◆ **Extracted information**:

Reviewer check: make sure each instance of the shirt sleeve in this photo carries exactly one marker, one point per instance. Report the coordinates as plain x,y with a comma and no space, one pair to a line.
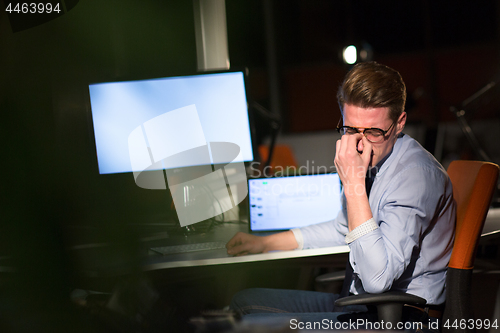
405,211
361,230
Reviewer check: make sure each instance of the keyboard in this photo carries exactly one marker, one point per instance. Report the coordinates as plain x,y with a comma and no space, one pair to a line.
185,248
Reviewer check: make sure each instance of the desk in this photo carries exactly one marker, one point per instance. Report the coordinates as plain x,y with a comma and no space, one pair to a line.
220,257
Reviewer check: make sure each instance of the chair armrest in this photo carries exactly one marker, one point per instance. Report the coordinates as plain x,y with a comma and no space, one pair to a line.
331,277
389,304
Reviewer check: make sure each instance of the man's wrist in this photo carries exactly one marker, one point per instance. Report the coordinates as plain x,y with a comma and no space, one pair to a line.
353,190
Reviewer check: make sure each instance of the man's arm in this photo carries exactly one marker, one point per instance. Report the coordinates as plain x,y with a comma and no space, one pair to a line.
243,243
406,212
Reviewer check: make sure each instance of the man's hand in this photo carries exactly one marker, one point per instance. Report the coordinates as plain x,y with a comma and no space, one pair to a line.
243,243
352,158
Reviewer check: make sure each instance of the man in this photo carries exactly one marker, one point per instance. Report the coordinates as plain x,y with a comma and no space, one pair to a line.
398,211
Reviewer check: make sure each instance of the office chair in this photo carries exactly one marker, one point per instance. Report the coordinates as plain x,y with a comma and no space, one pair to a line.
474,183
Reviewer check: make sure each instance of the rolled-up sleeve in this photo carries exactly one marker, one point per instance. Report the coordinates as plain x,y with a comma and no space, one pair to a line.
405,211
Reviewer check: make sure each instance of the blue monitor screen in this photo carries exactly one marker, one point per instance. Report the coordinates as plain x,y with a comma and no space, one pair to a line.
186,110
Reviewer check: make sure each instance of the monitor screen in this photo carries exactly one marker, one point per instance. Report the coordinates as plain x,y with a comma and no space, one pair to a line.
187,110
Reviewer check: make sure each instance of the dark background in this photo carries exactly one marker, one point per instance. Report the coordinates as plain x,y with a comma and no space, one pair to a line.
445,51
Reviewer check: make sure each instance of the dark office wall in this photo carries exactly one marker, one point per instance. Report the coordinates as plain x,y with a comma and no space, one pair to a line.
49,169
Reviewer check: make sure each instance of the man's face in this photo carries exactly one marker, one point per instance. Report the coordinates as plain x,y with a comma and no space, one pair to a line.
375,118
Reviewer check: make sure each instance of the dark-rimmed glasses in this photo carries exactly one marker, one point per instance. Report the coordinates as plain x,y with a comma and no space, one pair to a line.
372,134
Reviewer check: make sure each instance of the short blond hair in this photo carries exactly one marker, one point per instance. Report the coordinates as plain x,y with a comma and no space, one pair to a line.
370,84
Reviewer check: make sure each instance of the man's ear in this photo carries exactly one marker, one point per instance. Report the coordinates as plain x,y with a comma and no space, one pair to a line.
401,123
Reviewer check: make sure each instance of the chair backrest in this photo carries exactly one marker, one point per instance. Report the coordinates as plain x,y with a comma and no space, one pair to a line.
474,184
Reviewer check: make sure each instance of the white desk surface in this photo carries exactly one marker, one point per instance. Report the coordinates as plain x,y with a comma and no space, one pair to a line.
220,257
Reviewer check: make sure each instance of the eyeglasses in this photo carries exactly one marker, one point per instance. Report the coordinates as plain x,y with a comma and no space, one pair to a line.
372,134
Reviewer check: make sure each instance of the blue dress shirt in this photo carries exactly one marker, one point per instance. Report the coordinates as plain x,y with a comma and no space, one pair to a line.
407,245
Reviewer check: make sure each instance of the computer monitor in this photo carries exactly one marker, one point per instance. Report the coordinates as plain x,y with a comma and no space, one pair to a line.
218,101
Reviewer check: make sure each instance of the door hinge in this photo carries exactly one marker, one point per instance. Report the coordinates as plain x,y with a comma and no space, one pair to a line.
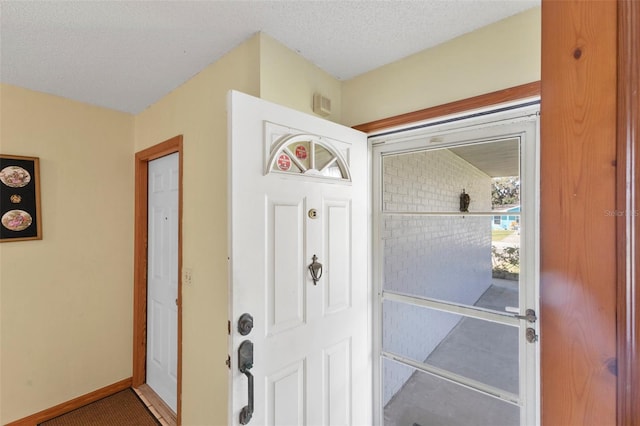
532,337
529,315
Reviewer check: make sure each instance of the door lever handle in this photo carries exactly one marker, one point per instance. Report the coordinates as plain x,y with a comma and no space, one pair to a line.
315,269
245,363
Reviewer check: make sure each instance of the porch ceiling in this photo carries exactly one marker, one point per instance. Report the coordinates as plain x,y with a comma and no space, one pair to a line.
497,159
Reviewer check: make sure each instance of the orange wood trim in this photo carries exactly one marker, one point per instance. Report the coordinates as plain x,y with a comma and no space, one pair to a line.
507,95
73,404
142,159
628,204
578,234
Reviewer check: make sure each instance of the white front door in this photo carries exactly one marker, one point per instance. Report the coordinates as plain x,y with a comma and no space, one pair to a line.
162,278
298,193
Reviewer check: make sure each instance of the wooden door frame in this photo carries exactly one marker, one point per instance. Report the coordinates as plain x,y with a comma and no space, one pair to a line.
626,187
142,159
628,202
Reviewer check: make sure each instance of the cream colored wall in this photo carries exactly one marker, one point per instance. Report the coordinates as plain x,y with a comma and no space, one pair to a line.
197,110
288,79
66,299
495,57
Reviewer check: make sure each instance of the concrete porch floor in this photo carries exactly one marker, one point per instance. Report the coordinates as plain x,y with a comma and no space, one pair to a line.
480,350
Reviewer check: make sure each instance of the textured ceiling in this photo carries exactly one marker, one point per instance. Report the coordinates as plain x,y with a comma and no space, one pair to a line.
126,55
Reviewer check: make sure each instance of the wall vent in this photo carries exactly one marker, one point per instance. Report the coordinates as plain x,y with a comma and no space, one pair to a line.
321,105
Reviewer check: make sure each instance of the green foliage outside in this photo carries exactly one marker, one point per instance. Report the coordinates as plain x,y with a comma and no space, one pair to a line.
505,191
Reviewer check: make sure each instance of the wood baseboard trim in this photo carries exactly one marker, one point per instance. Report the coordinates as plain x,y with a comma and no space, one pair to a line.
156,405
73,404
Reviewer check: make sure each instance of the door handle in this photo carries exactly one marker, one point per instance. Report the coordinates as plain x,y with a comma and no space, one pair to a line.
315,269
245,363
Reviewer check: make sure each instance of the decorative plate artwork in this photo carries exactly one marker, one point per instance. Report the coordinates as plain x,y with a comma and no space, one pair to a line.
16,220
15,177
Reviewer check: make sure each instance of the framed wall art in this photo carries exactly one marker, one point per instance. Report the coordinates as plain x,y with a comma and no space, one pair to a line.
19,198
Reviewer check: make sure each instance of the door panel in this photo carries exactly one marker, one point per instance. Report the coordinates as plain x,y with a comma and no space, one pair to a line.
286,301
162,279
299,190
337,287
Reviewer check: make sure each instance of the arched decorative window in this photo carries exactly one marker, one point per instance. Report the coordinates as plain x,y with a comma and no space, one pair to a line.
307,155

◆ **Brief**:
Could you transcribe the material above exactly, keeping every picture out?

◆ **Your response**:
Reviewer check: make sure each instance of the shirt sleeve in this photo carries exactly one marker, one point per instance. Report the coordinates as plain x,y with a comma and no space, one pair to a line.
405,211
361,230
Reviewer check: make sure each instance of the keyboard in this photo carries exactly one marker, one point per instance. Report the coordinates as plain x,y with a comma and no space, one pair to a line.
185,248
Reviewer check: make sure each instance of the desk in this photo carries exactly one marker, one point per instance. Report the coordinates as plain x,y with a comma and no space, one pair to a line.
220,257
Reviewer check: make sure each instance of the chair armrest in this photo carries exactly one marker, one point per instance. Report the coordinates as plain x,y with a comma and no space, one pair to a line.
331,277
389,304
Reviewer check: make sure each instance of the man's wrist in this photo carries exactly one marker, one point per instance. Report the coordinates as plain x,y with a comma and no space, one pair to a line.
353,190
Reviewer check: make sure each instance of the man's arm in this photo carries exactly one marker, one point per instance. Report the coordinates as plain x,y with a comma and no space, one pair to a line.
243,243
406,212
Reviewer check: make sure each instance of the man's hand in this photo carries exactly one marker, one point per instance. Report the coordinates as plain x,y with a comma and no space, one pair to a line.
243,243
352,158
Reviewer check: make sure each instance of the man in this photo carries exactly one marker, one point per instance. Report the coordinates as plain x,y with a comma and no space, one pair to a line.
398,211
Reviewer check: make sure each instance of the office chair in this photo carries exactly one marker, one point per instance. Report the coordinates as plain x,y with a comma and no space, one pair to a line.
474,183
Reviewer check: make sure each instance of the rolled-up sleeve in this photo carries exactly one marker, one point per instance. Report the coordinates as plain x,y with a comma and no space, one pair to a line.
405,211
Reviewer check: make sure each instance of the blue monitor screen in this photo carries exactly one marker, one point per instance. Report the coordinates as plain x,y with a comma and no space, one pair to a line.
186,110
Reviewer check: make sure each instance of the monitor screen in this photo carries exactly one marker, one point per instance. Report the coordinates as plain x,y with a comma and no space, one pair to a line.
187,110
Reviewer check: make sure each instance of the dark background in this photo carries exactly one marker, one point per instance. Report the coordinates as plain x,y with a comma and no space, one pair to a line.
445,51
Reviewer check: make sure each instance of the dark office wall in this photo carries exactly one marker, one point per instance. Report the coordinates as plain x,y with a comma and no space, one pair to a line.
49,169
Reviewer check: make sure each instance of the man's face in this photo carries exactly one marker, one point per instance. Report the coordinates as plain x,y with a comma and no space, one pair to a line.
375,118
Reviewer check: make sure each instance of the dark-rimmed glasses in this photo carries exactly one marker, one point per instance. Report the coordinates as plain x,y with a comma and no space, one pair to a line.
372,134
Reviewer check: make sure each instance of the short blond hair in this photo carries exactly one marker, one point per instance. Report the coordinates as plain x,y with a comma and no space, one pair to a line.
370,84
Reviewer check: make sure each instance of the man's ear in this photo carries exactly one marker, one point per instance. Report the coordinates as plain x,y with a comma and no space, one pair to a line.
401,123
Reviewer check: make sure each instance of the chair backrest in this photo carries exactly one marker, one point per instance. Report the coordinates as plain x,y with a comma and no space, one pair to a line.
474,184
Reviewer check: make sure each instance of the white desk surface in this photo carries exactly one marker, one point per instance. Report the coordinates as plain x,y with a comma and no space, one pair to a line.
220,257
Reviewer check: make sure each instance of the eyeglasses in this photo carries exactly one marker, one point per instance. Report the coordinates as plain x,y with a comma and no space, one pair to a line.
372,134
Reviewer check: make sure each instance of the blue dress shirt in this photo carries exactly one marker, one point per instance. Report the coordinates as plain x,y with a comma and no space, one pair to a line.
407,245
Reviewer check: make sure each instance of the computer monitor in this photo carries exactly one marker, one point per instance. Report the coordinates as plain x,y with a comma and no space, one pair to a line.
218,101
Reviewer check: make sure each instance of the door hinge in this photo carries exactly one marker, one point per instance. Report the coordinates as plain x,y with a comma and no space, one pair to a line.
532,337
529,315
Reviewer check: make sure each instance of the door lever handle in this photo carries exactly one marker, one point per instance. Report the coordinates as plain x,y with a comma and no space, one pair to a line.
315,269
245,363
Reviewer check: make sure each instance of the porch ceiling in this photo carries exactly one marker, one point per instance. Report the coordinates as plain x,y with a comma and no space, one pair to a line.
497,159
Reviewer check: make sure each instance of the orange wood trim in this photo carries exactly one marker, one point per instance. Report the coordinates as plain x,y with a comma and no space, one pair to a line.
507,95
73,404
142,159
628,204
578,234
Reviewer check: make sure each instance of the white front door in this photo carries exactly one marker, one point per instance. Report the coordinates as plain x,y with a comma and no space, one pair to a line.
162,278
298,193
Reviewer check: make sure each instance of the wooden door frame in this photo carries exactly one marker, one point per instance. Report the coordinates as plain x,y with a comma and no space, one pair to a line.
626,187
142,159
628,202
Reviewer check: make sure each instance of the cream colored wall in this photo carries exactly one marker, one point per instance. Report the coordinates as plain x,y with a comma and no space, one pair to a line.
197,110
288,79
66,299
495,57
Reviewer check: make sure each instance of the concrete porch floor in this photo carries exactly one marker, one point per instance. Report the coordinates as plain x,y with a comma and no space, one pair to a line.
480,350
Reviewer check: make sure each instance of the textured ceiling in this photo carries exactly one marker, one point per instance. Report the coordinates as plain x,y with a comma and no space, one pair to a line.
126,55
Reviewer check: make sure each instance of the wall vent in this photo carries exactly one marker, one point per instance. Report the coordinates as plain x,y with a comma and no space, one pair to a line.
321,105
Reviewer check: make sure each instance of the green foliage outside in this photo carries exactly one marker, one point per instance. Report the coordinates as plain x,y with a comma and no space, one pair to a line.
505,191
Reviewer check: make sure each instance of the wood baseboard trim in this photo carries exactly one marker, one point per instance. Report the coordinates as plain x,y with a comma and no space, one pair to a line.
156,405
73,404
Reviewer check: make sure each instance of the door handle in this photo carries exactly one marker, one point per instance. Report the coordinates as plain x,y with a comma and no space, one pair to a line.
315,269
245,363
Reviewer check: make sure each instance of the decorative plate artwork in this photo carries exactly one marker, one point per instance. Report the coordinates as plain x,y with a comma and no space, one pair to a line.
16,220
15,177
Reviewer check: make sure each instance of the framed wall art in this photo carries exactly one marker, one point per instance. Report the coordinates as plain x,y with a comma and no space, one pair to a line.
19,198
Reviewer check: make sure each instance of the door panel in this photo carries exactly one marker, one point per instance. Report the coordinates as plain x,y with a comma and no space, one pair to a line.
286,301
162,279
299,190
337,287
Reviewer check: make sure each instance of the arched decorative window in this photo carries exactly one marker, one point per instance. Report the coordinates as plain x,y with a comma and no space, one pair to a line.
307,155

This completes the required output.